Extracted records:
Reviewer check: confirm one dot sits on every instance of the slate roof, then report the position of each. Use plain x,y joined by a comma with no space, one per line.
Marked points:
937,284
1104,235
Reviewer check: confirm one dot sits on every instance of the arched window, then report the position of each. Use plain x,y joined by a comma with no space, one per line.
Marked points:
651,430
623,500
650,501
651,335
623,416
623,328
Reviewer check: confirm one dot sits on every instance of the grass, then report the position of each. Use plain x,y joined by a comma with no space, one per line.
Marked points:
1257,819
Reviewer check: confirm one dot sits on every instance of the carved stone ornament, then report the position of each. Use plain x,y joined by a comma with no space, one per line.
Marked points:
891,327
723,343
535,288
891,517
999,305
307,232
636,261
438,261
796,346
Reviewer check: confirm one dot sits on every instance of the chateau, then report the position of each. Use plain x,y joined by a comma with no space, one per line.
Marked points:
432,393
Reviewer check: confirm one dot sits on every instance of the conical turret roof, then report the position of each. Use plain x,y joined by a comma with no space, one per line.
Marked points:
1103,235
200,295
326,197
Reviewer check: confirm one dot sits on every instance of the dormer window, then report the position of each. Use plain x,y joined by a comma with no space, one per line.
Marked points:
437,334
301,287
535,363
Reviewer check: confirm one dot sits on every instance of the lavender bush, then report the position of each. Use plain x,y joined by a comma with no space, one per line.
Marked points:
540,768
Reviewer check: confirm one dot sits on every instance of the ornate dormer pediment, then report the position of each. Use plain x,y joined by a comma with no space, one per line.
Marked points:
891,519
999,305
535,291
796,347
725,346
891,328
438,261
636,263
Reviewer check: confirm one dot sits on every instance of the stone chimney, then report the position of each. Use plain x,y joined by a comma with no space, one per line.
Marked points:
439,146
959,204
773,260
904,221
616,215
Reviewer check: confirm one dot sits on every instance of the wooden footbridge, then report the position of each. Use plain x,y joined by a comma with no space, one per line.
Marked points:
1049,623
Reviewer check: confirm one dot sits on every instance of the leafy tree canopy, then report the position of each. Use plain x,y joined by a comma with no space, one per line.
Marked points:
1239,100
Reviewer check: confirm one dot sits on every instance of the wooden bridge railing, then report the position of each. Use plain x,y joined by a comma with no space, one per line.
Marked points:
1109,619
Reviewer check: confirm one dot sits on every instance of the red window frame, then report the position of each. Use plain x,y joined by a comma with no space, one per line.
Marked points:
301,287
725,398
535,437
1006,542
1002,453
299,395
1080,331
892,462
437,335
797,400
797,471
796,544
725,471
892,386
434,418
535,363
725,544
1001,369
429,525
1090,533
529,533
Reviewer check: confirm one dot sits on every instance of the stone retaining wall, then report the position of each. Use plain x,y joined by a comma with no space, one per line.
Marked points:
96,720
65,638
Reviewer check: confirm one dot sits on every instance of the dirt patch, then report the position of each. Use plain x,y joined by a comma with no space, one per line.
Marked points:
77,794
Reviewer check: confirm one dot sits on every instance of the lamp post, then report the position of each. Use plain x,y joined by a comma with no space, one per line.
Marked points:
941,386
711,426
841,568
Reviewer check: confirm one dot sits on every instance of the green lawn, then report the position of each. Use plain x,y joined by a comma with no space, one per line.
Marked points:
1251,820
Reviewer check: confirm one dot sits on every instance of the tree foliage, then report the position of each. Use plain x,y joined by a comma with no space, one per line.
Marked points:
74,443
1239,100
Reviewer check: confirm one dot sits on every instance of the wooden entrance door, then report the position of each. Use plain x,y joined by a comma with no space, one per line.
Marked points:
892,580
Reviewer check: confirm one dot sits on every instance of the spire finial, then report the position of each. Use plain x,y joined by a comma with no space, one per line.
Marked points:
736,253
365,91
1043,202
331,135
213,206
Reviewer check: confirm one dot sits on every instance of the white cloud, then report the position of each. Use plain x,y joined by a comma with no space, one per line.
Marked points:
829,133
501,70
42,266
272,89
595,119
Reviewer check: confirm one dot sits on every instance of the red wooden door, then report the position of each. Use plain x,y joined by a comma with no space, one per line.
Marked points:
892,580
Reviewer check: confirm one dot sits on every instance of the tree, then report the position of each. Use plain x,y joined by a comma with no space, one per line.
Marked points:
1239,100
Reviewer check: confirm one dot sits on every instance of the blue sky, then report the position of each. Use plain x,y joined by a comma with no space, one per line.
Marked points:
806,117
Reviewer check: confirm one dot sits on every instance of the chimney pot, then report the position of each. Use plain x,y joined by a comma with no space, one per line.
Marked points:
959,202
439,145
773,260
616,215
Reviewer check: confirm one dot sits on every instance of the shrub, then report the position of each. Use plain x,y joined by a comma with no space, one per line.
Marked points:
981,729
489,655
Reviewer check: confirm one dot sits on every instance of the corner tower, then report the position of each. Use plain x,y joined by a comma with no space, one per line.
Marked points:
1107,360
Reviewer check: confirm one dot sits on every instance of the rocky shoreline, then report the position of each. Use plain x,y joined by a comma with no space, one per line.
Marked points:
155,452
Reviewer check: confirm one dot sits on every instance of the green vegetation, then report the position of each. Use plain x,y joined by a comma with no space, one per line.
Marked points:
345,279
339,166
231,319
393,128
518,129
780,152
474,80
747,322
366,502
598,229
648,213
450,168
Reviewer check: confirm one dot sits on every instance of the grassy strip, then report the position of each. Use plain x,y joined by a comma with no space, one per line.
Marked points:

- _EXERCISE OBJECTIVE_
Lines above that contain the string "tree" make up the answer.

- _TASK SOLUTION_
Reviewer check: confirm one dot sits on every instance of the leafy tree canopy, then report the position of each. Use plain x,y joined by a comma with no space, one per line.
Reviewer check: confirm one dot sits on every instance of the tree foliage, then report the position of each. Use plain x,y joined by a comma with no space, one per line.
Reviewer check: confirm one dot sits on every instance of the tree, then report the position of each. Use plain x,y joined by a comma with no space, one per line.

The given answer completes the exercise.